— Start of Page text —

A NIMBY, you might remember, is one who is in favor of such and such social or political reform, but Not In My Back Yard. Yes, I favor nuclear power to help solve the energy crisis, but I don't want a nuclear reactor in My Back Yard (i.e., my town). Build it, but build it somewhere else. Yes, we need to lock up more criminals, but build those prisons somewhere else. In New England right now, we are seeing the same attitude regarding the "wind farms" proposed off the coast of Cape Cod, a large collection of huge wind-powered turbines that would make a dent in our region's energy crisis. Yes, we want renewable energy sources, but Not In Our Back Yard. Build those windmills, but build them somewhere else.

I remember in the energy crisis of the 70s, when the national speed limit was reduced to 55 mph. Surveys showed that the nation was overwhelmingly in favor of the mandate (in the abstract), yet studies showed that the lower speed limit was being overwhelmingly ignored. Yes, I want all you other people to drive 55, but I don't have to. Those surveys were poorly worded: they should have asked, "Are you in favor of a national law whereby YOU will receive a speeding ticket the minute you drive over 55 mph?" Then we would see how much support there was for a national 55 mph speed limit.

But I digress, sort of.

One of the interesting tangential conclusions of the survey was that support for the NCLB's "if it breathes, test it" accountability policy rises if the phrase "NCLB" is not mentioned, just referred to generically as "federal accountability legislation." Which shows that "No Child Left Behind" is for whatever reasons beginning to lose its conservative-manufactured halo (this is good) but that "accountability" in the abstract is still a god-word. I want to make all those other schools toe the line that I set--that's the meaning of "accountability," in more concrete and understandable terms.

Another tangential finding from the survey is the disparity of results between educators and non-educators. The professionals and the competents in the field of education, those who know and understand the challenges of modern education, oppose the reauthorization of the NCLB. Those who don't know favor its re-authorization. A telling finding, I think.

— End of Page text —
— Start of Excerpted records —

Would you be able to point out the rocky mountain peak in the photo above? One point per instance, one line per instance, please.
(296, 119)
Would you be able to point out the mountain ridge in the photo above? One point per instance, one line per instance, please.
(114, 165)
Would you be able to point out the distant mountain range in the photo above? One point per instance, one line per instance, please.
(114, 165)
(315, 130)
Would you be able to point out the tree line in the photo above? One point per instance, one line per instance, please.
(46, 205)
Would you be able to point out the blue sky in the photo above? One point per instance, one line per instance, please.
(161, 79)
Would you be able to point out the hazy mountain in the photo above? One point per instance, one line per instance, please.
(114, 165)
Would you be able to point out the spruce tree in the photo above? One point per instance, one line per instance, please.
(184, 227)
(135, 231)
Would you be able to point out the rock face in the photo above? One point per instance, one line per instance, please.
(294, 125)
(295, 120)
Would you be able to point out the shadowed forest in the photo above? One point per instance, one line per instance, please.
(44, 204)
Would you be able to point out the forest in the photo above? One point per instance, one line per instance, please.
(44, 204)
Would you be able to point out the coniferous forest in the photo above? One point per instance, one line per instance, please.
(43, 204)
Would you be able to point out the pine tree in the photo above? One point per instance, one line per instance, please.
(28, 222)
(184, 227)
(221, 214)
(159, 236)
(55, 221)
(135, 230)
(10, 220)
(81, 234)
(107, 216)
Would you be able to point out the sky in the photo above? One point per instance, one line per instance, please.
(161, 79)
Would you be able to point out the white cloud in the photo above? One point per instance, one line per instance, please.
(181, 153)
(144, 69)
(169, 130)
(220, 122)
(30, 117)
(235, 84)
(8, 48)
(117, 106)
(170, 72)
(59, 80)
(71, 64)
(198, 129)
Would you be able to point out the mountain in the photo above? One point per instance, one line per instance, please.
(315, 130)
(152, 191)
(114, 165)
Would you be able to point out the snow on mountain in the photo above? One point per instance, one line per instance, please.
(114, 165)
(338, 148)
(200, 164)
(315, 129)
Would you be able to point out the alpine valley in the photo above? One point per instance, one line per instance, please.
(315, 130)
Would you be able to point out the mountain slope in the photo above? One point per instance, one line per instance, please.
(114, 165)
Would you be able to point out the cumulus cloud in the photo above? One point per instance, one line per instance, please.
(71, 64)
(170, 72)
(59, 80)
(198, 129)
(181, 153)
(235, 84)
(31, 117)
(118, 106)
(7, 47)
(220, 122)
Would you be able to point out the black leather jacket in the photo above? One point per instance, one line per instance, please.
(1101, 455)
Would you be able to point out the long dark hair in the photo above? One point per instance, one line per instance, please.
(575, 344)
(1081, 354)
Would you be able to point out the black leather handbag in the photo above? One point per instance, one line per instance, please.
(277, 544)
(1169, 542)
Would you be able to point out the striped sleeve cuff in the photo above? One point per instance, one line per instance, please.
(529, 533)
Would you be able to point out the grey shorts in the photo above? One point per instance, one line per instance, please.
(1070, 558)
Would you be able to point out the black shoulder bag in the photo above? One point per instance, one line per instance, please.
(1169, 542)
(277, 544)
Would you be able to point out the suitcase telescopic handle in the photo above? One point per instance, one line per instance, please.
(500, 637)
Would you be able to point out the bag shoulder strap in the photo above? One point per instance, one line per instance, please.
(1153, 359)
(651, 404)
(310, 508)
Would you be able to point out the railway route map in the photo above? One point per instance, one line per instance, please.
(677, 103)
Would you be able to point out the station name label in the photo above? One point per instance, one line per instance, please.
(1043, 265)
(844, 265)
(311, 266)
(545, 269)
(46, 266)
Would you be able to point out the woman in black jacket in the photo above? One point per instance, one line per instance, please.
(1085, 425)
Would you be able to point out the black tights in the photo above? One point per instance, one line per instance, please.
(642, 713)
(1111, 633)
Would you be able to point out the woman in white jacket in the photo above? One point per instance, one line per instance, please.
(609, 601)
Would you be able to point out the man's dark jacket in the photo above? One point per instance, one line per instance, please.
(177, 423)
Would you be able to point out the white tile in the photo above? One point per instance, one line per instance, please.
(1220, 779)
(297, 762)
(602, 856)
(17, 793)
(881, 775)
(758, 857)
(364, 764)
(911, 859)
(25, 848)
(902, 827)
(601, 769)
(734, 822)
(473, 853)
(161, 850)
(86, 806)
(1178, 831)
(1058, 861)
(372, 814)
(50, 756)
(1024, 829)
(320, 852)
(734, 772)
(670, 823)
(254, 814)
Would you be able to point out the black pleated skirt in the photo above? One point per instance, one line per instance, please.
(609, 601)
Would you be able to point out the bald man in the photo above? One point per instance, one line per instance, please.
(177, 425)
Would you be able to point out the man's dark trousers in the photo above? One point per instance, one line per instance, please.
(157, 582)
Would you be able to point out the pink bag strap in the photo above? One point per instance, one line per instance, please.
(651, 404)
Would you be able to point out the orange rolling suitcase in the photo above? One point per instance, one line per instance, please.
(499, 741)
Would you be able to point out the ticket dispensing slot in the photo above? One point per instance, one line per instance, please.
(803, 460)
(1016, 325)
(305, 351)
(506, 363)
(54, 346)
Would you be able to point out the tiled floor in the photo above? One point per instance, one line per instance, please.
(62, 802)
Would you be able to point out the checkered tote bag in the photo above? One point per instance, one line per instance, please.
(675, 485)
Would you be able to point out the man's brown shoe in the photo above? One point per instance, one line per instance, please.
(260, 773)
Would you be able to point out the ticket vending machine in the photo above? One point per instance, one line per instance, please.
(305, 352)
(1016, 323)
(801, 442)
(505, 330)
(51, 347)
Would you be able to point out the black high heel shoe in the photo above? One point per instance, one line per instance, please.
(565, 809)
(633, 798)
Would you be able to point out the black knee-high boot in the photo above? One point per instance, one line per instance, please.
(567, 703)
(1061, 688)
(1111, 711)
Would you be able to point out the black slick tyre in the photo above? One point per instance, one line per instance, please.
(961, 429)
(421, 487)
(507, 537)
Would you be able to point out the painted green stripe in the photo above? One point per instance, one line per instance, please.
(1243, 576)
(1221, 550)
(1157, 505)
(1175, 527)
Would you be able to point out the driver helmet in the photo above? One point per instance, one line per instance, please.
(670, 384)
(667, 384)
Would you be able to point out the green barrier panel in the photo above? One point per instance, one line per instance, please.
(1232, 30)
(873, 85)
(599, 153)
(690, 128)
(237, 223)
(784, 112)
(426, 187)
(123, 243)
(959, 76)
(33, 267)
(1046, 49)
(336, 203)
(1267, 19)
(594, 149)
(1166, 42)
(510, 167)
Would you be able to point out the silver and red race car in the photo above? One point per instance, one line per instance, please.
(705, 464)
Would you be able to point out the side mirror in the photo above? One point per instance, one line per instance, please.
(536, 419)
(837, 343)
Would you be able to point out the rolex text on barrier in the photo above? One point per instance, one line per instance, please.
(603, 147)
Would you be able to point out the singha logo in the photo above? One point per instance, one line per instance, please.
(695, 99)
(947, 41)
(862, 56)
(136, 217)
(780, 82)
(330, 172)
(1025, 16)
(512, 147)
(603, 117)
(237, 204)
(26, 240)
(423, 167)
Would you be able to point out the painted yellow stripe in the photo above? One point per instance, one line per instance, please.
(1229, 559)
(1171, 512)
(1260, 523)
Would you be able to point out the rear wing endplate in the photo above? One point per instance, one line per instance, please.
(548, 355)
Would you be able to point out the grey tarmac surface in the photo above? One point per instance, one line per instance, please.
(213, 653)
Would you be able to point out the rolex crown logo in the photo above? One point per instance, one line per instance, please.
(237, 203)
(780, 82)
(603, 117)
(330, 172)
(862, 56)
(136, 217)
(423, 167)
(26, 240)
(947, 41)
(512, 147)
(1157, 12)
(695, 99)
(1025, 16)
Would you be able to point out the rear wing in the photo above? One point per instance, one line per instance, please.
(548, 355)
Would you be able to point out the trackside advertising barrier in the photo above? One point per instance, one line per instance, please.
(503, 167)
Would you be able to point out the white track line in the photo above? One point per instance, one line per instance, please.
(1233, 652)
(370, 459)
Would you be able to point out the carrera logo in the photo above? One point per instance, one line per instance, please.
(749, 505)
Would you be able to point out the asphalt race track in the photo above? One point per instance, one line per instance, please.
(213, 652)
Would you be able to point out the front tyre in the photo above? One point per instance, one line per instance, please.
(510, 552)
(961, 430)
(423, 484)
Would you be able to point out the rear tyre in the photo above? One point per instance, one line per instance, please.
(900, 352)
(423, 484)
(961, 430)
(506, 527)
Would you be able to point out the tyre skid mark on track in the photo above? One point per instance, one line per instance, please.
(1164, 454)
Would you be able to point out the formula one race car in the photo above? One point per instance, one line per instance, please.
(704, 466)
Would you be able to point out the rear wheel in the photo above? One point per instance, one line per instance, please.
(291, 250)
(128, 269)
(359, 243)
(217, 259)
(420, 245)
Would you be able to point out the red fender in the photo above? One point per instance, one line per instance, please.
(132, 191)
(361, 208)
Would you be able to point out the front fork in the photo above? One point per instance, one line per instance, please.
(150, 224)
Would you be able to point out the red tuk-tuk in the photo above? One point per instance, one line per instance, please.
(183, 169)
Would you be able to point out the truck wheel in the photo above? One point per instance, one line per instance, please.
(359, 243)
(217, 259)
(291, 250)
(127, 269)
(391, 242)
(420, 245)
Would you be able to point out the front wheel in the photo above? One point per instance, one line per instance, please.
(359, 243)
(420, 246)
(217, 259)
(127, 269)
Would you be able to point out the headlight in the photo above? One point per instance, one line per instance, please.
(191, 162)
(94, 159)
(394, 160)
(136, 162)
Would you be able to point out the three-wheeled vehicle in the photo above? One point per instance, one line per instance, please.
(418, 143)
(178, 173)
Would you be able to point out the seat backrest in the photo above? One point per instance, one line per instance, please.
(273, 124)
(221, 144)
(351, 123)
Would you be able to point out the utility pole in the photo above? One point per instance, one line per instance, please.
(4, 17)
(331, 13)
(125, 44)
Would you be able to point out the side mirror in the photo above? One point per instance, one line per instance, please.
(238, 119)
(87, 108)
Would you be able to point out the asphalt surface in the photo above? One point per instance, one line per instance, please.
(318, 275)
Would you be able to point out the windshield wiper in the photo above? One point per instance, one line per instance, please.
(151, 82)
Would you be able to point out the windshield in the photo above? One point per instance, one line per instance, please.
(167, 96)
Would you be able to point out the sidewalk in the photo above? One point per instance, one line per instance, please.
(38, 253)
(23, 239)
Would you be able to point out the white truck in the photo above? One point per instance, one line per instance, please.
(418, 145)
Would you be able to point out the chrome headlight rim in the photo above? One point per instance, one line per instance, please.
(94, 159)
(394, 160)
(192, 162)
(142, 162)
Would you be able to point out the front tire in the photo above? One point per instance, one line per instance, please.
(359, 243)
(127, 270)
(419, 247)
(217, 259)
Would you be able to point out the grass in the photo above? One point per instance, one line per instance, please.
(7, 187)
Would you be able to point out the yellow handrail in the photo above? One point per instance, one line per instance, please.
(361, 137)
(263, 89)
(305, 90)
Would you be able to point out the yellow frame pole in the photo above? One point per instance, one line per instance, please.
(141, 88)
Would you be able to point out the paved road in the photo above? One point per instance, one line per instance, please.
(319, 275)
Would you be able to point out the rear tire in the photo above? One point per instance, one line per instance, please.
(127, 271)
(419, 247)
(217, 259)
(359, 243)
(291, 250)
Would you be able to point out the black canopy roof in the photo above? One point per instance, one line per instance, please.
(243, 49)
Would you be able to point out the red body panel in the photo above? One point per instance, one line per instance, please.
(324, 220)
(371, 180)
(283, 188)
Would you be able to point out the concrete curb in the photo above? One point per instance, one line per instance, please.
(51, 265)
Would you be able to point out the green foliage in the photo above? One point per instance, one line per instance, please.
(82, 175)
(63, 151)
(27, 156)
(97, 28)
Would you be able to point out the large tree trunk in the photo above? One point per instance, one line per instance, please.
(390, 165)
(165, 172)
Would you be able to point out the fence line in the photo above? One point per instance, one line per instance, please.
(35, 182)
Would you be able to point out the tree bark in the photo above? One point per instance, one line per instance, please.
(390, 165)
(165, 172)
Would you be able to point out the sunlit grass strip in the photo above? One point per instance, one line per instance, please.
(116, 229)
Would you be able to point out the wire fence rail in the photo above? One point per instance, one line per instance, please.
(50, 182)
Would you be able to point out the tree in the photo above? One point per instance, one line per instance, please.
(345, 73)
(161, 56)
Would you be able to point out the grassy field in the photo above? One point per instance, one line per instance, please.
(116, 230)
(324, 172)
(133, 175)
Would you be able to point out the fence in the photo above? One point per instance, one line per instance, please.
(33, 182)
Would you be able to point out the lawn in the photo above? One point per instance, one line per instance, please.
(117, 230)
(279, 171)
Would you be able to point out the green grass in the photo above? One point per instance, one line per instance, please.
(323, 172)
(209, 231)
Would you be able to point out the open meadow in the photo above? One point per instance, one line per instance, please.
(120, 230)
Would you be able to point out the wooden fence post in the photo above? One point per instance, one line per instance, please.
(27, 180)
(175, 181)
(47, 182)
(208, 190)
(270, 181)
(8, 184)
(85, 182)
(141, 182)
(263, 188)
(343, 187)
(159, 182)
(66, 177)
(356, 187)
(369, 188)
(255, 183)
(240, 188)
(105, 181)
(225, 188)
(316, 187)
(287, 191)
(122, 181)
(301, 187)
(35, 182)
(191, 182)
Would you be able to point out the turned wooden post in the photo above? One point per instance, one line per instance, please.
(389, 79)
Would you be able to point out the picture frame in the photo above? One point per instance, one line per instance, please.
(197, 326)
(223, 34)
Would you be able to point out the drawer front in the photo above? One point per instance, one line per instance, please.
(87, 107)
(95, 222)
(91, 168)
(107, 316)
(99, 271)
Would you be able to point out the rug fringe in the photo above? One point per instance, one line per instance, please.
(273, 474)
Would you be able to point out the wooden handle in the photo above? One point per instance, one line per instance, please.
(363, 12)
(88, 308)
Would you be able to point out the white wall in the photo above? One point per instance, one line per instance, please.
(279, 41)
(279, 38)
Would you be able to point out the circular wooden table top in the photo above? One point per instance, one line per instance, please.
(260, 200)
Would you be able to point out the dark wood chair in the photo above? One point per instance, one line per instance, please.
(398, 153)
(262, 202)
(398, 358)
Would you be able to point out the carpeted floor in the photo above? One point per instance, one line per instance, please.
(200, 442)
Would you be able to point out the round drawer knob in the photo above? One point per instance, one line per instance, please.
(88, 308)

— End of Excerpted records —

> _Your objective_: Transcribe the portion of the commentary on NIMBY attitudes that runs from "A NIMBY, you" up to and including "them somewhere else.".

> _Written solution_:
A NIMBY, you might remember, is one who is in favor of such and such social or political reform, but Not In My Back Yard. Yes, I favor nuclear power to help solve the energy crisis, but I don't want a nuclear reactor in My Back Yard (i.e., my town). Build it, but build it somewhere else. Yes, we need to lock up more criminals, but build those prisons somewhere else. In New England right now, we are seeing the same attitude regarding the "wind farms" proposed off the coast of Cape Cod, a large collection of huge wind-powered turbines that would make a dent in our region's energy crisis. Yes, we want renewable energy sources, but Not In Our Back Yard. Build those windmills, but build them somewhere else.